BEGIN Selected excerpt

Invitations have been sent to banks which will earn a margin of 70bp over Hibor and a top tier management fee of 89bp as arrangers for contributions of HK$30m or more, 84bp as lead managers absorbing HK$20m to HK$29m, 70bp as senior managers taking HK$10m to HK$19m and 76.5bp for managers lending HK$5m to HK$9m. Bankers have commented that the size of the deal is insignificant and were surprised that HSBC did not complete the loan as a bilateral as banks may not be willing to commit to such a small facility. One syndicator close to the deal suggested that the transaction would generate interest amongst bankers in Hong Kong as it is considered to be a good quality medium sized credit.

The borrower reported an increase in first half profits of 175%, with a large portion attributable to its core business - the provision of fabric, knitting, dyeing and finishing services. In addition it is looking to expand production lines into the more profitable yarn dyeing business, a move which analysts say can only improve its future prospects.

Other second tier corporates have managed to raise funds in the loan market proving that the appetite for these credits exists. The most recent example is Kingboard Chemical Holdings, which secured a HK$850m ($109.25 million) loan earlier this year through arrangers Citigroup, Rabobank and Standard Chartered. The response to this deal was overwhelming as investors flocked to the fatter margins available on what has become a well known credit in the Hong Kong market following three forays in the last four years.

Victory City's deal is offering an all-in of 106bp for an average life of just under two years for arrangers - substantially more lucrative than the 47bp paid for seven year money from the current HK$7bn fundraising for Sun Hung Kai and also far outside the proposed 10bp to 50bp range Hang Lung Properties has been recently sounding banks at for five and seven years.

END Selected excerpt
BEGIN Recorded information

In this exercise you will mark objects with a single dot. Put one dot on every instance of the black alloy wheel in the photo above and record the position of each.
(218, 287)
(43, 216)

END Recorded information

Required actions:
1) In the Victory City loan passage:
(a) What margin over Hibor will the invited banks earn?
(b) By what percentage did the borrower's first half profits rise?
(c) Which banks arranged the HK$850m loan for Kingboard Chemical Holdings?
2) Give a continuation of the Victory City loan passage that picks up after its final sentence.

Answers to the tasks:
1)
(a) 70bp
(b) 175%
(c) Citigroup, Rabobank and Standard Chartered

2)
Market sources say this deal offers what investors have been craving, a chance to book assets at a significant yield pick up to the longer term property deals by moving down the credit curve. Some of the bankers looking at the facility say that there have been few borrowers of similar credit quality in this sector tapping the market recently meaning there are few comparable deals.

Although this is the case investors are likely to be comfortable with the borrower's core business as its direct competitors, the much larger Texwinca Holdings and Fountain Set (Holdings), have both successfully raised funds in the past, though not since 2000 when the latter secured a HK$330m loan through arranger BA Asia.

No target has been set for the number of banks joining the deal and all of the responding institutions will be able book a portion of the deal. The arranger is confident that the response will be good as bankers will take this opportunity to diversify their portfolios. Responses are due in the next three to four weeks.